> [REQUIRED TASK]: Return, character for character, the lines below, starting at the line that contains "Carefully inspect this image for every instance of the radio" and ending at the last line of the rows.

> [DATA SECTION]:
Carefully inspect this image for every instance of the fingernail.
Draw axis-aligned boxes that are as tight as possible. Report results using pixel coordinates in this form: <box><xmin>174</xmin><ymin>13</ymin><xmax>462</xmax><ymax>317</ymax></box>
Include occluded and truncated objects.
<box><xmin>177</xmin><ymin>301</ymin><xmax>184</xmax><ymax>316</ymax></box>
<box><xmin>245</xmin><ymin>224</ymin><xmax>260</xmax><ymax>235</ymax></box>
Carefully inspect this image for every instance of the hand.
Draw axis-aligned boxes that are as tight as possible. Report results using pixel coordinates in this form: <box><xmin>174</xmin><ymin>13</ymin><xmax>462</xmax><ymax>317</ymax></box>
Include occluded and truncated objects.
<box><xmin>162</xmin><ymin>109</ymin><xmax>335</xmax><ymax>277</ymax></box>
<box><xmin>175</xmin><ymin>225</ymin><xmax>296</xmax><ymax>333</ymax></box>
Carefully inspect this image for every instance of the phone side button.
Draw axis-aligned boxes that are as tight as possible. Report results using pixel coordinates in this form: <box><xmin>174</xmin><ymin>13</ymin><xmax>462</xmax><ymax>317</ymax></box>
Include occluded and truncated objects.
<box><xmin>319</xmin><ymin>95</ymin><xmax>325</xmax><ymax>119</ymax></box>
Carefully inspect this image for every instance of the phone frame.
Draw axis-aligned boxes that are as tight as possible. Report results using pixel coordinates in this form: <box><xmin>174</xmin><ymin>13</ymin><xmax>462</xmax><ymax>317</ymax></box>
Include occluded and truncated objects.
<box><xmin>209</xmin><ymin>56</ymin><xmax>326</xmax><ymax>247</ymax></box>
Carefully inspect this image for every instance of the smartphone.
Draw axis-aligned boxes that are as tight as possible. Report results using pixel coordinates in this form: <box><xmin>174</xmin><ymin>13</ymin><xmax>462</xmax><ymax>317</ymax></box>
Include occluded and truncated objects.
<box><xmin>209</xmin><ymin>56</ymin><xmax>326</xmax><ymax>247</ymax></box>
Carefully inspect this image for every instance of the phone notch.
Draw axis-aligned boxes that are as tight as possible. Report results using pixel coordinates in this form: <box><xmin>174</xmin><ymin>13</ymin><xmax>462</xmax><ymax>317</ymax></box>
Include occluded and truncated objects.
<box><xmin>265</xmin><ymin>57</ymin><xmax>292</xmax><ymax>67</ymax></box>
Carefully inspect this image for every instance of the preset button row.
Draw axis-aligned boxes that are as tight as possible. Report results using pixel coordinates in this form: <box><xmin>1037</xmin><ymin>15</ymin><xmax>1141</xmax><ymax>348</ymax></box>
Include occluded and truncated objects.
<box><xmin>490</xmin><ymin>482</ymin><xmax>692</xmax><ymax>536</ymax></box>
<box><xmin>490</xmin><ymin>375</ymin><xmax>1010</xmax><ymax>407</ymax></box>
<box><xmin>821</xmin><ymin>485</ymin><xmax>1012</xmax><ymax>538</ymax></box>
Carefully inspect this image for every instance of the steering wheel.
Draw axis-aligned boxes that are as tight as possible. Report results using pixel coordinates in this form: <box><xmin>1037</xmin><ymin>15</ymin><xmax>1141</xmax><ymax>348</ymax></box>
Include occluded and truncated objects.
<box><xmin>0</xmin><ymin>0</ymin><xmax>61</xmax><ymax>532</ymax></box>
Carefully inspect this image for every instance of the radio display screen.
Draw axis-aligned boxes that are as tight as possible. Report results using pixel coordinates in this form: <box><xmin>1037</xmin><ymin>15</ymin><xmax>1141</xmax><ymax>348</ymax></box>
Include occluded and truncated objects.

> [IN RESPONSE]:
Carefully inspect this image for every instance of the radio display screen.
Draw axis-aligned boxes that are as tight as possible. Report results using pixel coordinates in this form: <box><xmin>1037</xmin><ymin>15</ymin><xmax>1141</xmax><ymax>348</ymax></box>
Include occluded and truncated objects.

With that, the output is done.